The third development impacting street trees is proposals to reduce leakage in both the potable water and sewerage systems, further depriving the urban forest of water. Because of the water restrictions implemented during the PDP, the suburbs of Adelaide present many examples of abandoned gardens. Some households installed water-wise plants or subsurface irrigation, while others increased areas of impermeable paved surface. Some of these actions may deprive plants of moisture.
Drawing on the experience of greater metropolitan Adelaide during the PDP, this paper aims to highlight the links and gaps between science and public policy that inhibit the capacity to organize more effective institutional structures to manage water for trees. In Adelaide’s case, urban stormwater management is the core issue. The paper examines whether the recent experience with stormwater events reveal the city’s current institutional arrangements as more of an asset or liability. Why are the tradeoffs of how storm water is managed and used not considered? Who owns storm water, in whom is its management vested and does its management impact the urban forest? This paper seeks to explore these questions, examining the risks for Adelaide’s urban forest. It concludes that through a more holistic approach to urban water management the integrity of urban greenspaces can not only be maintained, but can be enhanced in a manner that improves social amenity and economic efficiency.
OVERVIEW OF ADELAIDE
Adelaide, the capital city of South Australia, and its metropolitan environs, is the 80 km long, 30 km wide urban capital of the driest state on Earth’s driest inhabited continent. Despite low rainfall levels and high summer temperatures, Adelaide maintains a higher density of urban trees than many of its Australian capital city counterparts (Kirkpatrick et al. 2011). During most of the last decade, the entire southeastern region of Australia was subjected to a PDP, the result of which included severe water restrictions for Adelaide’s private and public gardens. Emerging from this experience are first-hand lessons about the costs associated with stressed landscapes, dead tree removal and the loss of environmental services from the urban forest. The drought also highlights how policy reductionism and cost-center accounting create greater potential for institutional conflicts.
Empirical evidence has long demonstrated that urban forests provide multiple benefits that go far beyond adding aesthetic beauty to neighborhoods. Trees in parks, streets, and yards conserve energy in buildings, improve air quality, reduce storm run-off, and enhance the beauty of communities by adding color, texture, and form to community landscapes (e.g., Dwyer et al. 1992; McPherson et al. 1998; McPherson et al. 1999; Brack 2002; Killicoat et. al. 2002; McPherson and Simpson 2002; Nowak and Dwyer 2007). Additionally, Tarran (2009a) summarizes numerous studies that document the beneficial human health outcomes attributed to urban forests.
Policy failures and the complexities of managing urban forests are also well recognized, if not yet well understood, addressed, and resolved. Developing effective urban forestry strategies and policies involves an array of difficult choices. Some choices result in inefficient resource use because many essential benefits and services of urban trees, such as aesthetic values, watershed protection, and climate regulation, are not priced. These benefits and services are valued differently by different households within the same neighborhoods and across different communities. These values and interests in the urban forest and the resources they provide may differ greatly and have a tendency to shift over time, for example, during a PDP.

**ENTRIES SHOWN**

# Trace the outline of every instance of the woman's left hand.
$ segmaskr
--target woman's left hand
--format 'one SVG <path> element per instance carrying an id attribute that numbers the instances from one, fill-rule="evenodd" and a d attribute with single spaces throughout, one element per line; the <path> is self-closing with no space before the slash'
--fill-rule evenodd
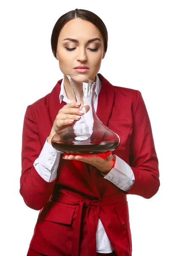
<path id="1" fill-rule="evenodd" d="M 105 174 L 108 173 L 112 169 L 116 160 L 115 156 L 113 156 L 110 151 L 99 155 L 83 154 L 79 152 L 72 153 L 70 152 L 64 154 L 63 159 L 76 160 L 91 164 Z M 114 159 L 113 159 L 113 157 Z"/>

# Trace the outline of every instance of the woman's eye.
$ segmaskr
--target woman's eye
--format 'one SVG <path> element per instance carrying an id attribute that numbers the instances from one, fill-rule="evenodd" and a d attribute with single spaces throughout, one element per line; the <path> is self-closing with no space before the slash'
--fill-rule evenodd
<path id="1" fill-rule="evenodd" d="M 96 51 L 98 51 L 99 48 L 95 48 L 95 49 L 92 49 L 91 48 L 88 48 L 89 49 L 89 50 L 90 50 L 92 52 L 95 52 Z"/>
<path id="2" fill-rule="evenodd" d="M 67 50 L 67 51 L 73 51 L 74 50 L 74 49 L 76 49 L 76 48 L 68 48 L 67 47 L 65 47 L 65 49 Z M 96 51 L 98 51 L 99 48 L 95 48 L 94 49 L 91 49 L 91 48 L 88 48 L 88 49 L 89 49 L 89 50 L 90 51 L 91 51 L 91 52 L 95 52 Z"/>
<path id="3" fill-rule="evenodd" d="M 73 50 L 76 49 L 75 48 L 68 48 L 67 47 L 65 47 L 65 48 L 66 49 L 67 51 L 73 51 Z"/>

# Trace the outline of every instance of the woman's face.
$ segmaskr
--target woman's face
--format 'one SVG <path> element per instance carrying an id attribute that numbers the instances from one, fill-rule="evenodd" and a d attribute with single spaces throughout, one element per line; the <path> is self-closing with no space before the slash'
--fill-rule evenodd
<path id="1" fill-rule="evenodd" d="M 99 39 L 88 42 L 95 38 Z M 64 75 L 78 75 L 95 81 L 95 77 L 105 56 L 102 35 L 91 22 L 80 18 L 74 19 L 67 22 L 61 29 L 56 57 Z M 86 66 L 89 69 L 85 73 L 80 73 L 74 69 L 78 66 Z"/>

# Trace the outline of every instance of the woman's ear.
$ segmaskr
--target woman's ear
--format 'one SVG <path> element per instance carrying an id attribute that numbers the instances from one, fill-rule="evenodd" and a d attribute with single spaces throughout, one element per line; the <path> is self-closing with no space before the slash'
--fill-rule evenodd
<path id="1" fill-rule="evenodd" d="M 104 52 L 103 52 L 103 56 L 102 56 L 102 59 L 103 59 L 105 58 L 105 55 L 106 55 L 106 52 L 105 51 L 104 51 Z"/>

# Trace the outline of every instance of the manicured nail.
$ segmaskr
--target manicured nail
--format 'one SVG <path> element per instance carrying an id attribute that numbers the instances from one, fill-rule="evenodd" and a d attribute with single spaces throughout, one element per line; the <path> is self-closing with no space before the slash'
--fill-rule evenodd
<path id="1" fill-rule="evenodd" d="M 84 111 L 82 111 L 82 110 L 79 110 L 79 113 L 80 113 L 80 114 L 84 114 L 85 113 L 85 112 L 84 112 Z"/>
<path id="2" fill-rule="evenodd" d="M 86 113 L 85 109 L 85 108 L 84 107 L 83 107 L 82 108 L 82 110 L 83 110 L 84 111 L 84 112 L 85 112 L 85 113 Z"/>

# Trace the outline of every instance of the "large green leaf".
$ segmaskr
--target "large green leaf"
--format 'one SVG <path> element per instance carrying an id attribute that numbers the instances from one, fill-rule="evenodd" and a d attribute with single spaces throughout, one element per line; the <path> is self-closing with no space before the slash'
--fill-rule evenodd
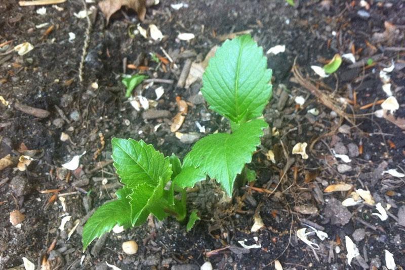
<path id="1" fill-rule="evenodd" d="M 263 129 L 266 127 L 264 120 L 256 119 L 241 124 L 232 134 L 209 135 L 194 144 L 189 157 L 195 166 L 216 179 L 232 196 L 236 175 L 251 161 L 253 152 L 260 144 Z"/>
<path id="2" fill-rule="evenodd" d="M 227 40 L 202 76 L 202 94 L 210 108 L 238 123 L 262 115 L 271 95 L 271 70 L 263 48 L 250 35 Z"/>
<path id="3" fill-rule="evenodd" d="M 96 237 L 109 232 L 115 225 L 131 226 L 130 200 L 127 197 L 132 192 L 126 187 L 117 191 L 117 200 L 103 204 L 88 220 L 82 238 L 84 250 Z"/>
<path id="4" fill-rule="evenodd" d="M 131 221 L 132 226 L 137 226 L 145 222 L 150 213 L 159 220 L 167 216 L 164 208 L 167 201 L 163 199 L 165 182 L 160 178 L 157 186 L 144 183 L 133 189 L 129 196 L 131 199 Z"/>
<path id="5" fill-rule="evenodd" d="M 142 140 L 112 139 L 112 159 L 121 182 L 134 188 L 140 184 L 156 186 L 161 177 L 166 184 L 172 175 L 169 157 Z"/>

**EXERCISE SET**
[a] Answer these questions from the passage on Adelaide's urban forest, one answer per line:
(i) What are the length and width of Adelaide and its metropolitan environs?
(ii) In Adelaide's case, what is the core issue?
(iii) Which source summarizes studies on the health benefits that urban forests bring to people?
[b] List everything that, according to the passage on Adelaide's urban forest, trees in parks, streets, and yards do.
[c] Write out the stretch of the passage on Adelaide's urban forest from "The third development" through "plants of moisture.".

**SOLUTIONS TO THE PROBLEMS**
[a]
(i) 80 km long and 30 km wide
(ii) Urban stormwater management
(iii) Tarran (2009a)

[b]
- Conserve energy in buildings
- Improve air quality
- Reduce storm run-off
- Enhance the beauty of communities by adding color, texture, and form to community landscapes

[c]
The third development impacting street trees is proposals to reduce leakage in both the potable water and sewerage systems, further depriving the urban forest of water. Because of the water restrictions implemented during the PDP, the suburbs of Adelaide present many examples of abandoned gardens. Some households installed water-wise plants or subsurface irrigation, while others increased areas of impermeable paved surface. Some of these actions may deprive plants of moisture.